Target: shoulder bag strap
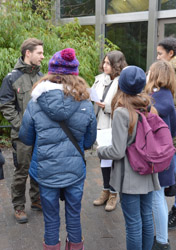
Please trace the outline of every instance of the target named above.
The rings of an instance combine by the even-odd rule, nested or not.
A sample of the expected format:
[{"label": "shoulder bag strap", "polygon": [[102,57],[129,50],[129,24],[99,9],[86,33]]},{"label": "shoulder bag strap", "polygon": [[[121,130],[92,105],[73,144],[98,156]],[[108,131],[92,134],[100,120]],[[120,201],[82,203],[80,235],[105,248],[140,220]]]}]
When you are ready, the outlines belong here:
[{"label": "shoulder bag strap", "polygon": [[73,145],[75,146],[75,148],[78,150],[78,152],[81,154],[81,156],[82,156],[82,158],[84,160],[84,163],[86,165],[86,160],[85,160],[84,154],[83,154],[82,150],[80,149],[80,146],[78,145],[75,137],[72,135],[70,129],[66,126],[66,124],[65,124],[64,121],[60,121],[59,125],[61,126],[61,128],[63,129],[63,131],[65,132],[65,134],[68,136],[68,138],[70,139],[70,141],[73,143]]}]

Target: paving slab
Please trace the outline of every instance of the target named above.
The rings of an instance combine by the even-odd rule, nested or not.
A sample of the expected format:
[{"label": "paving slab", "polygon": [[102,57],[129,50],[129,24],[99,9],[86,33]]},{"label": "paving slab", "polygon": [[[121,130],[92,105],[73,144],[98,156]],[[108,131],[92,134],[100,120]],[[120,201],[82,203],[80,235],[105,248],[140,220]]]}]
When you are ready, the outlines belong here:
[{"label": "paving slab", "polygon": [[[14,218],[10,187],[13,178],[12,149],[3,148],[6,163],[5,179],[0,181],[0,250],[42,250],[44,223],[42,212],[32,211],[29,199],[29,179],[26,187],[26,212],[29,222],[18,224]],[[87,178],[82,201],[82,230],[85,250],[125,250],[125,225],[120,203],[116,210],[106,212],[104,206],[95,207],[92,202],[102,189],[99,159],[95,152],[87,151]],[[174,199],[167,199],[169,209]],[[64,202],[61,205],[61,250],[65,249]],[[171,249],[176,250],[176,230],[169,232]],[[135,250],[135,249],[133,249]]]}]

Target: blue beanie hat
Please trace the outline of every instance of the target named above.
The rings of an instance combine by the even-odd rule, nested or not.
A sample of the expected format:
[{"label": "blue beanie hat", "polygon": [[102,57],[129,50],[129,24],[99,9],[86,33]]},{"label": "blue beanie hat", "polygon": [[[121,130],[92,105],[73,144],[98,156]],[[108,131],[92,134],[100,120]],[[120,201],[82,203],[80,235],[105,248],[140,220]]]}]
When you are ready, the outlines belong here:
[{"label": "blue beanie hat", "polygon": [[78,66],[75,50],[67,48],[56,52],[49,60],[48,74],[78,75]]},{"label": "blue beanie hat", "polygon": [[119,77],[119,88],[128,95],[139,94],[146,85],[146,75],[137,66],[125,67]]}]

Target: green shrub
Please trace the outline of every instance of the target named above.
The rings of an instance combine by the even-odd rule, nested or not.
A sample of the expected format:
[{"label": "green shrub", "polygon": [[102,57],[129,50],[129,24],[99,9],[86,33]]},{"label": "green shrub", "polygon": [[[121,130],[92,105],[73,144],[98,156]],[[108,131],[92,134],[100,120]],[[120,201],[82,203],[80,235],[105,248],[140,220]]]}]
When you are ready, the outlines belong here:
[{"label": "green shrub", "polygon": [[[80,62],[79,72],[91,86],[99,66],[99,42],[95,41],[94,32],[81,27],[78,20],[63,26],[54,26],[50,13],[51,1],[13,0],[1,3],[0,10],[0,85],[10,72],[18,57],[20,46],[29,37],[36,37],[44,42],[45,59],[41,71],[48,70],[48,61],[56,51],[72,47]],[[35,3],[35,5],[34,5]],[[48,5],[47,5],[48,4]],[[49,6],[48,9],[46,6]],[[118,49],[106,40],[104,52]],[[0,116],[0,125],[7,122]]]}]

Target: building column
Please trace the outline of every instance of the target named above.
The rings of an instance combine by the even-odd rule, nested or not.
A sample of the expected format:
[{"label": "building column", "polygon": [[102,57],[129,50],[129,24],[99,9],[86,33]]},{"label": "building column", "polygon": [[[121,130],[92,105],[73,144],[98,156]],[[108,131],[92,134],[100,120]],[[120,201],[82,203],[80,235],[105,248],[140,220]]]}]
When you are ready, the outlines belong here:
[{"label": "building column", "polygon": [[100,60],[104,57],[104,38],[105,38],[105,0],[95,1],[95,39],[100,43]]}]

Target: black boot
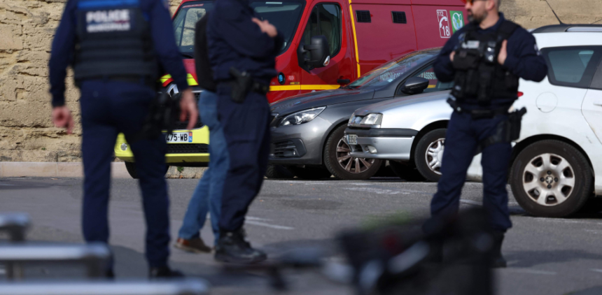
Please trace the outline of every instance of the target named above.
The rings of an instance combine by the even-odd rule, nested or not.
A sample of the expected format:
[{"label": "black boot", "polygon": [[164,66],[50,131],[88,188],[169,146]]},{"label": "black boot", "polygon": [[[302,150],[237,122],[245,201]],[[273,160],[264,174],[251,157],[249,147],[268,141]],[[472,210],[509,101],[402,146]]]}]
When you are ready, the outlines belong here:
[{"label": "black boot", "polygon": [[244,240],[244,233],[241,229],[236,231],[220,231],[215,259],[222,262],[253,264],[267,259],[267,255],[251,247],[251,244]]},{"label": "black boot", "polygon": [[506,259],[502,256],[502,242],[504,241],[504,233],[494,231],[493,232],[493,248],[491,250],[491,267],[500,268],[506,267]]},{"label": "black boot", "polygon": [[150,279],[159,278],[183,278],[184,275],[169,268],[169,266],[151,267],[148,268],[148,278]]}]

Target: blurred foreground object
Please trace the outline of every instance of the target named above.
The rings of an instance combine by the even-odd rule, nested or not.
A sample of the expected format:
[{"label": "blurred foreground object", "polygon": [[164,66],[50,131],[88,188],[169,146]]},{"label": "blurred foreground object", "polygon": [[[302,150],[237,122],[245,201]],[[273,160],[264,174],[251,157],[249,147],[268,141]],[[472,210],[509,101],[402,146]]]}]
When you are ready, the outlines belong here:
[{"label": "blurred foreground object", "polygon": [[493,237],[481,209],[349,231],[340,241],[358,294],[493,294]]},{"label": "blurred foreground object", "polygon": [[202,280],[165,282],[72,282],[0,284],[0,295],[205,295]]}]

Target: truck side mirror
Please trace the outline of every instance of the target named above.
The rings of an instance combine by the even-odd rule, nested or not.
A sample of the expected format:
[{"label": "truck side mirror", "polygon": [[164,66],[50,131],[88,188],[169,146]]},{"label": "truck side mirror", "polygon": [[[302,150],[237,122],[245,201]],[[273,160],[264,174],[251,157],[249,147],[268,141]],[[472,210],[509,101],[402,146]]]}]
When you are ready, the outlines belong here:
[{"label": "truck side mirror", "polygon": [[322,68],[330,63],[330,49],[328,40],[323,36],[312,37],[311,44],[301,43],[297,48],[299,66],[309,71],[315,68]]},{"label": "truck side mirror", "polygon": [[405,80],[401,87],[401,92],[406,94],[422,93],[428,87],[428,80],[421,77],[412,77]]}]

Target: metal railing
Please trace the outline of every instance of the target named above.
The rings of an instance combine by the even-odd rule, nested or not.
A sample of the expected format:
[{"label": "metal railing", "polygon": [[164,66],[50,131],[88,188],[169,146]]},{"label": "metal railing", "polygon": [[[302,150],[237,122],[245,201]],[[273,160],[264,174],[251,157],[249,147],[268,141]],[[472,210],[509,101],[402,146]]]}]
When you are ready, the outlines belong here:
[{"label": "metal railing", "polygon": [[7,243],[0,245],[0,263],[6,266],[9,280],[23,276],[23,265],[28,263],[76,264],[85,266],[88,276],[105,275],[111,251],[102,243],[53,245]]},{"label": "metal railing", "polygon": [[198,279],[0,284],[0,295],[206,295],[209,290],[209,283]]},{"label": "metal railing", "polygon": [[29,227],[29,217],[24,213],[0,215],[0,231],[6,231],[10,240],[21,242],[25,240],[25,232]]}]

WHAT YOU HAVE TO DO ::
Output all of the data above as a numbered list with one line per item, dropping the blank lines. Leave out the picture lines.

RESPONSE ::
1. Target: shoulder bag strap
2. Please trace the outline of every instance of the target named above.
3. The rings of an instance combine by the even-odd rule, nested or not.
4. A sample of the expected format:
5. [{"label": "shoulder bag strap", "polygon": [[102,57],[129,50],[129,24],[99,9],[86,33]]},{"label": "shoulder bag strap", "polygon": [[[121,130],[92,105],[73,144],[98,156]],[[108,131],[92,134],[100,120]],[[120,201],[82,203],[80,235],[105,248],[140,220]]]}]
6. When you are ready, the outlines belong here:
7. [{"label": "shoulder bag strap", "polygon": [[73,145],[75,146],[75,148],[78,150],[78,152],[81,154],[81,156],[82,156],[82,158],[84,160],[84,163],[86,165],[86,160],[85,160],[84,154],[83,154],[82,150],[80,149],[80,146],[78,145],[75,137],[72,135],[70,129],[66,126],[66,124],[65,124],[64,121],[60,121],[59,125],[61,126],[61,128],[63,129],[63,131],[65,132],[65,134],[68,136],[68,138],[70,139],[70,141],[73,143]]}]
8. Target: paving slab
9. Please trace the outline of every instance of the target named above.
10. The rings of an instance combine by the even-odd rule, nested or not.
11. A sample of the expected format:
12. [{"label": "paving slab", "polygon": [[102,57],[129,50],[129,24],[99,9],[86,33]]},{"label": "paving slab", "polygon": [[[121,130],[92,105],[73,144],[98,156]],[[108,131],[92,134],[100,120]],[[120,201],[82,203],[80,235],[105,248],[140,220]]]}]
13. When you are ready, the outlines belong here:
14. [{"label": "paving slab", "polygon": [[[14,218],[10,187],[13,178],[12,149],[3,148],[6,163],[5,179],[0,181],[0,250],[42,250],[44,223],[42,212],[32,211],[29,199],[29,179],[26,187],[26,212],[29,222],[18,224]],[[87,178],[82,201],[82,230],[85,250],[125,250],[125,225],[120,203],[116,210],[106,212],[104,206],[95,207],[92,202],[102,189],[99,159],[95,152],[87,151]],[[174,199],[167,199],[169,209]],[[64,202],[61,205],[61,250],[65,249]],[[171,249],[176,250],[176,230],[169,232]],[[135,250],[135,249],[133,249]]]}]
15. Target: blue beanie hat
16. Please trace the outline of every instance of the target named above.
17. The rings of an instance combine by the even-odd rule, nested or not.
18. A sample of the expected format:
19. [{"label": "blue beanie hat", "polygon": [[102,57],[129,50],[129,24],[99,9],[86,33]]},{"label": "blue beanie hat", "polygon": [[[121,130],[92,105],[73,144],[98,156]],[[108,131],[92,134],[100,120]],[[120,201],[82,203],[80,235],[105,248],[140,220]]]}]
20. When you are ready, the outlines belong here:
21. [{"label": "blue beanie hat", "polygon": [[78,66],[75,50],[67,48],[56,52],[49,60],[48,74],[78,75]]},{"label": "blue beanie hat", "polygon": [[119,77],[119,88],[128,95],[139,94],[146,85],[146,75],[137,66],[125,67]]}]
22. Target: green shrub
23. Please trace the outline of every instance of the target named above.
24. The rings of an instance combine by the even-odd rule, nested or not.
25. A sample of the expected format:
26. [{"label": "green shrub", "polygon": [[102,57],[129,50],[129,24],[99,9],[86,33]]},{"label": "green shrub", "polygon": [[[121,130],[92,105],[73,144],[98,156]],[[108,131],[92,134],[100,120]],[[120,201],[82,203],[80,235],[105,248],[140,220]]]}]
27. When you are ready, the outlines belong here:
28. [{"label": "green shrub", "polygon": [[[80,62],[79,72],[91,86],[99,66],[99,42],[95,41],[94,32],[81,27],[78,20],[63,26],[54,26],[50,13],[51,1],[13,0],[1,3],[0,10],[0,85],[10,72],[18,57],[20,46],[29,37],[36,37],[44,42],[45,59],[41,71],[48,70],[48,61],[56,51],[72,47]],[[35,3],[35,5],[34,5]],[[48,5],[47,5],[48,4]],[[49,6],[48,9],[46,6]],[[118,49],[106,40],[104,52]],[[0,116],[0,125],[7,122]]]}]
29. Target: building column
30. Please trace the outline of every instance of the target named above.
31. The rings of an instance combine by the even-odd rule, nested or not.
32. A sample of the expected format:
33. [{"label": "building column", "polygon": [[102,57],[129,50],[129,24],[99,9],[86,33]]},{"label": "building column", "polygon": [[[121,130],[92,105],[73,144],[98,156]],[[108,131],[92,134],[100,120]],[[120,201],[82,203],[80,235],[105,248],[140,220]]]}]
34. When you are ready, the outlines belong here:
35. [{"label": "building column", "polygon": [[100,60],[104,57],[104,38],[105,38],[105,0],[95,1],[95,39],[100,43]]}]
36. Target: black boot
37. Please trace the outline of every instance of the target named above.
38. The rings of an instance combine by the even-odd rule, nested or not.
39. A sample of the expected format:
40. [{"label": "black boot", "polygon": [[164,66],[50,131],[88,188],[169,146]]},{"label": "black boot", "polygon": [[[302,150],[237,122],[245,201]],[[273,160],[264,174],[251,157],[249,147],[268,141]],[[472,210],[509,101],[402,146]]]}]
41. When you are ready, the outlines belong here:
42. [{"label": "black boot", "polygon": [[244,240],[244,233],[241,229],[236,231],[220,231],[215,259],[222,262],[253,264],[267,259],[267,255],[251,247],[251,244]]},{"label": "black boot", "polygon": [[506,259],[502,256],[502,242],[504,241],[504,233],[494,231],[493,232],[493,248],[491,250],[491,267],[500,268],[506,267]]},{"label": "black boot", "polygon": [[150,279],[159,278],[183,278],[184,275],[169,268],[169,266],[151,267],[148,268],[148,278]]}]
43. Target: blurred foreground object
44. Please trace the outline of every instance of the target named above.
45. The rings of an instance combine by the even-odd rule, nested or not.
46. A sample of the expected format:
47. [{"label": "blurred foreground object", "polygon": [[164,66],[50,131],[88,188],[169,146]]},{"label": "blurred foreground object", "polygon": [[[302,150],[237,122],[245,201]],[[273,160],[264,174],[251,157],[249,147],[268,141]],[[472,210],[509,101],[402,146]]]}]
48. When you are ready, the outlines belong here:
49. [{"label": "blurred foreground object", "polygon": [[493,237],[481,209],[349,231],[340,241],[358,294],[493,294]]},{"label": "blurred foreground object", "polygon": [[202,280],[165,282],[72,282],[0,284],[0,295],[205,295]]}]
50. Target: truck side mirror
51. Please trace the outline of every instance of the target named above.
52. The rings of an instance combine by the even-odd rule, nested or not.
53. A sample of the expected format:
54. [{"label": "truck side mirror", "polygon": [[164,66],[50,131],[88,188],[169,146]]},{"label": "truck side mirror", "polygon": [[[302,150],[237,122],[245,201]],[[273,160],[264,174],[251,157],[249,147],[268,141]],[[472,210],[509,101],[402,146]]]}]
55. When you are ready, the outlines belong here:
56. [{"label": "truck side mirror", "polygon": [[322,68],[330,63],[330,49],[328,40],[323,36],[312,37],[311,44],[301,43],[297,48],[299,66],[309,71],[315,68]]},{"label": "truck side mirror", "polygon": [[405,80],[401,87],[401,92],[406,94],[422,93],[428,87],[428,80],[421,77],[412,77]]}]
57. Target: metal railing
58. Please trace the outline of every instance of the target named above.
59. The rings of an instance combine by the even-odd rule, nested or not.
60. A sample of the expected format:
61. [{"label": "metal railing", "polygon": [[164,66],[50,131],[88,188],[169,146]]},{"label": "metal railing", "polygon": [[[302,150],[237,122],[245,201]],[[273,160],[264,174],[251,157],[249,147],[268,141]],[[472,210],[509,101],[402,146]]]}]
62. When you are ready, the outlines belong here:
63. [{"label": "metal railing", "polygon": [[7,243],[0,245],[0,263],[6,266],[9,280],[23,276],[23,265],[28,263],[76,264],[85,266],[88,276],[105,275],[111,251],[102,243],[53,245]]},{"label": "metal railing", "polygon": [[198,279],[0,284],[0,295],[206,295],[209,290],[209,283]]},{"label": "metal railing", "polygon": [[29,227],[29,217],[24,213],[0,215],[0,231],[6,231],[10,240],[21,242],[25,240],[25,232]]}]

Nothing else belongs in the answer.